Directions for this task
Reproduce the following data verbatim, from the first line to the last.

==== Dataset records

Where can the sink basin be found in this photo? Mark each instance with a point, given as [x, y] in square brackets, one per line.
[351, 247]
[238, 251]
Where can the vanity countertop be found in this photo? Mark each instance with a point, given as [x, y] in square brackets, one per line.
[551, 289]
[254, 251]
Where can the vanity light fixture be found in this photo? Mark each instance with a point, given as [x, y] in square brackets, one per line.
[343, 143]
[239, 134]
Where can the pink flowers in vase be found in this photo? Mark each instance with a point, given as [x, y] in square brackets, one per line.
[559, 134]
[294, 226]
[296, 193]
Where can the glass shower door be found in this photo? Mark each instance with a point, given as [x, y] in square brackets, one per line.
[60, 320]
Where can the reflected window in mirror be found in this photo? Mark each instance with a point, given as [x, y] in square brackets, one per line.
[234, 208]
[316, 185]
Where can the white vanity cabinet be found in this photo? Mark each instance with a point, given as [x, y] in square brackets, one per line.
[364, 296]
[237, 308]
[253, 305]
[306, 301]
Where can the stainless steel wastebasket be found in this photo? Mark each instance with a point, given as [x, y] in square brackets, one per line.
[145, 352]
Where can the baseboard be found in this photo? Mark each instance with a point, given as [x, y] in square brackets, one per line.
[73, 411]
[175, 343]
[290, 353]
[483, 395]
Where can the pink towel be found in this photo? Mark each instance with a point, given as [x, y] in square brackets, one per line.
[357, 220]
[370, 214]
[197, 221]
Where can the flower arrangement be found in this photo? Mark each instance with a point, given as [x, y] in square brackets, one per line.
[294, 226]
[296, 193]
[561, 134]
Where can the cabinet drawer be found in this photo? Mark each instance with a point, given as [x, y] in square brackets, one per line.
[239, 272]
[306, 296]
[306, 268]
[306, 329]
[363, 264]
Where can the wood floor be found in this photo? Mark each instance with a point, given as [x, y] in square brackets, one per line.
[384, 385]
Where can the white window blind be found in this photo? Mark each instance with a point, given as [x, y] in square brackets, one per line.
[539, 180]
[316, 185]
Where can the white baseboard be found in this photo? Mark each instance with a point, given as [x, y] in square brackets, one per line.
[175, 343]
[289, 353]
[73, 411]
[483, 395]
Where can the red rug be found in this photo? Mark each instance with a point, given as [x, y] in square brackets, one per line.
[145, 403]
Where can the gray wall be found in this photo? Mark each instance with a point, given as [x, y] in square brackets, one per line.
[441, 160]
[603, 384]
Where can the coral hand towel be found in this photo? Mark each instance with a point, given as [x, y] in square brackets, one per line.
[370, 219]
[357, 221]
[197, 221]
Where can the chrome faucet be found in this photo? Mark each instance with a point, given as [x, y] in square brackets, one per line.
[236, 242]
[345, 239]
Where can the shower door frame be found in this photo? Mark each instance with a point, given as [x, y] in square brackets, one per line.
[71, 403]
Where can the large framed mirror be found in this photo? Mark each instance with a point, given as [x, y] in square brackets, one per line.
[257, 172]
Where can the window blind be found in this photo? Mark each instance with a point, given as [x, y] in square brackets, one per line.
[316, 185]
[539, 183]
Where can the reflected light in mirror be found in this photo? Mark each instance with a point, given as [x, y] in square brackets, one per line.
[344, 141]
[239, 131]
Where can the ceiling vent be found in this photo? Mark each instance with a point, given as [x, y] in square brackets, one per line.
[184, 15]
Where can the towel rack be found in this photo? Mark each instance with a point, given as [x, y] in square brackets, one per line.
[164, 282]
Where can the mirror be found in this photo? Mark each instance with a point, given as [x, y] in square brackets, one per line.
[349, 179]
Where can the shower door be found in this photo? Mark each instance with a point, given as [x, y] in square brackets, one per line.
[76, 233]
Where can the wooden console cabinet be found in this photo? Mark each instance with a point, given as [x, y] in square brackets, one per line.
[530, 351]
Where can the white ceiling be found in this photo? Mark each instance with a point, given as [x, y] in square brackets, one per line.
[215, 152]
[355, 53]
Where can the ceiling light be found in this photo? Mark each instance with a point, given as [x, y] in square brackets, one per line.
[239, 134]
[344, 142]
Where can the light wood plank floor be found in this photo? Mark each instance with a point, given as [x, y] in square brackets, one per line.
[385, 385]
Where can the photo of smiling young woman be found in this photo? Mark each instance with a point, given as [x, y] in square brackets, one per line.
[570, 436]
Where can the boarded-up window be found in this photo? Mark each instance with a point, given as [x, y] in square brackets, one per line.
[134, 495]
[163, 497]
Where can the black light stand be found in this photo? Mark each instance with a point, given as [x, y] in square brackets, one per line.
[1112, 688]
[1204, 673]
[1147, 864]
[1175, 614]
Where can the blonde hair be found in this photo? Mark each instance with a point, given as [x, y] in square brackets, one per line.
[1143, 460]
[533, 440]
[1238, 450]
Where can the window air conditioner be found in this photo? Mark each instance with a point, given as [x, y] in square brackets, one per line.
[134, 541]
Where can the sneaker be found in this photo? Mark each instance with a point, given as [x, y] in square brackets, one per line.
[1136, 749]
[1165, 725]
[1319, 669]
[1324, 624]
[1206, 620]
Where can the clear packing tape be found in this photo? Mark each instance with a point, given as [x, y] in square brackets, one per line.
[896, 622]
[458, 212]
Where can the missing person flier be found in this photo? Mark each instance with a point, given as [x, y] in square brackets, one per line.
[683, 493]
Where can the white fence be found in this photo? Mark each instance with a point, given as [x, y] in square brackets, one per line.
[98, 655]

========

Completed task
Where can the sink basin be found in this photo? Mark each instance with a point, given as [x, y] in square brackets, one per line.
[351, 247]
[238, 251]
Where can the vanity countertop be found in this photo? Mark each instance with a point, given as [x, y] in square brackets, one per line.
[551, 289]
[254, 251]
Where can the vanity light fixture be found in this photo? Mark each instance with a point, given as [x, y] in square brackets, one per line.
[343, 143]
[239, 134]
Where can the pink flowers in vase be found in this photo? Mark each instance with a point, given as [x, y] in square brackets, one per line.
[559, 134]
[294, 226]
[296, 193]
Where can the glass shower door be found in this photo? Mark each instance with a point, given as [x, y] in square brackets, one per line.
[60, 320]
Where can the reflected window in mirror be found in this photo? Mark each instance with a point, given as [x, y] in square brackets, one per line.
[234, 208]
[316, 185]
Where can the white vanity cabinet be found in this photo? Mark each instance with a point, given as [x, y] in square brackets, one per line.
[364, 296]
[237, 308]
[253, 305]
[306, 301]
Where can the stainless steel wastebasket be found in this photo? Mark each instance with a point, given as [x, y] in square brackets, one per line.
[145, 352]
Where can the baseboard be found in this photo? Mark each instance with a point, given as [x, y] in square brackets, one per line.
[73, 411]
[175, 343]
[290, 353]
[483, 395]
Where can the pink towel be found in this photo? Mark each instance with a point, given as [x, y] in square brackets, one per line.
[357, 220]
[370, 214]
[197, 221]
Where can the flower arrangement be found in this photo? Mark each instance with a point, given as [x, y] in square brackets, one per line.
[294, 226]
[296, 193]
[561, 134]
Where can the cabinet drawer be found in this photo? Mark each instance with a point, given as [x, y] in square brackets, one per line.
[239, 272]
[306, 296]
[306, 268]
[306, 329]
[363, 264]
Where can the wood floor be found in this photo? Mark each instance with a point, given as [x, y] in square brackets, one per line.
[384, 385]
Where can the white window blind be found in this photo? Mark each instance with a point, given as [x, y] in square brackets, one per line.
[539, 180]
[316, 185]
Where can the white baseboard be found in this photo? Mark each instance with a point, given as [x, y] in square brackets, one per line.
[175, 343]
[289, 353]
[73, 411]
[483, 395]
Where can the red rug be found in this photo? Mark each instance with a point, given as [x, y] in square brackets, one per line.
[145, 403]
Where can the gray wall be found in this photo? Mark each instance with a point, given as [x, y] in square brackets, one per line.
[441, 160]
[603, 384]
Where can the coral hand towel be found in this photo? Mark each instance with a point, given as [x, y] in square brackets, one per line.
[370, 219]
[357, 221]
[197, 221]
Where can the chrome faucet be found in this photo? Mark each instance with a point, given as [x, y] in square brackets, one per line.
[236, 242]
[345, 239]
Where can the shower door frame be found in this photo? Mark each instance with a point, given as [x, y] in square brackets, one per line.
[71, 403]
Where can the large framed mirror be found in this photo? Mark each instance with a point, given as [x, y] in square brackets, one per line.
[257, 172]
Where can the window blind be found in this photo? Mark each instance with a point, given as [x, y] in square brackets, one per line.
[316, 185]
[539, 183]
Where can the reflected light in mirror be found in this photo? Mark each instance with a point, given as [x, y] in square brackets, one per line.
[344, 141]
[239, 131]
Where can the ceiling vent be found in this photo? Mark each instance with a point, given as [x, y] in square brackets, one per line.
[184, 15]
Where can the towel rack be found in this photo? Mark each instance with a point, given as [x, y] in square brackets, one per line.
[164, 282]
Where can the mirror be found in this photo? Mark each instance with a point, given as [x, y] in square brackets, one per line.
[349, 179]
Where can the shower door be found in this photo? Mark each instance with a point, given as [x, y] in square brackets, one per line.
[76, 233]
Where can the wooden console cabinet be found in this photo? Mark each instance with a point, given as [x, y] in square brackets, one per line.
[530, 351]
Where can the white ceiling be found in this photo? Mark each instance with a point, given as [x, y] in square brackets, one per line.
[215, 152]
[355, 53]
Where can the ceiling light be found in this photo? Mark each instance with a point, given as [x, y] in square brackets, one per line.
[239, 134]
[344, 142]
Where can the light wood plank floor be found in this photo? Mark each instance with a point, given as [x, y] in square brackets, one per line.
[385, 385]
Where can the photo of smiling young woman be found in this photo? Mark each instance with a point, given as [x, y] in square brackets, one per line.
[570, 436]
Where can the boarded-up window be found in this photo? Mark each instance with a point, given as [x, y] in square brackets, one per line.
[134, 495]
[163, 497]
Where can the black light stand be found in this photo? Mark each instance with a point, given as [x, y] in square brackets, one per line.
[1112, 688]
[1204, 673]
[1147, 864]
[1175, 614]
Where can the blonde hair be found in this photo? Mark each instance with a point, given as [x, y] in square brackets, one per line.
[1143, 460]
[533, 440]
[1238, 450]
Where can the window air conditioner be found in this photo? Mark each instance with a point, given as [x, y] in square brackets, one per line.
[134, 541]
Where can the sneaker be found in this photo? Mark each instance with a point, given as [x, y] in square brackets, one per line.
[1136, 749]
[1165, 725]
[1319, 669]
[1324, 624]
[1206, 620]
Where can the clear packing tape be found in this photo? Mark each instance with a point, given as [x, y] in square brackets, one per line.
[896, 622]
[458, 212]
Where can the missing person flier be found in this photo? Mark each instance with a point, given as [x, y] in square brackets, one per line.
[683, 493]
Where can the white fence be found in this photo? Mark each instance with a point, given as [x, y] in square brackets, one per line.
[98, 655]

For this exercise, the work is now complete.